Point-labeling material
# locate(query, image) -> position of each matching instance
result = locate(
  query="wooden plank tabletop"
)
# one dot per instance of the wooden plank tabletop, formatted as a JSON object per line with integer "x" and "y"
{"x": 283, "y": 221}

Given exercise
Copy out every line of the material above, word for word.

The reply
# locate(query, image) -> position of each matching instance
result = locate(
  query="wooden plank tabletop"
)
# one dot per instance of the wooden plank tabletop, formatted as a JSON object per line with integer "x" and "y"
{"x": 283, "y": 221}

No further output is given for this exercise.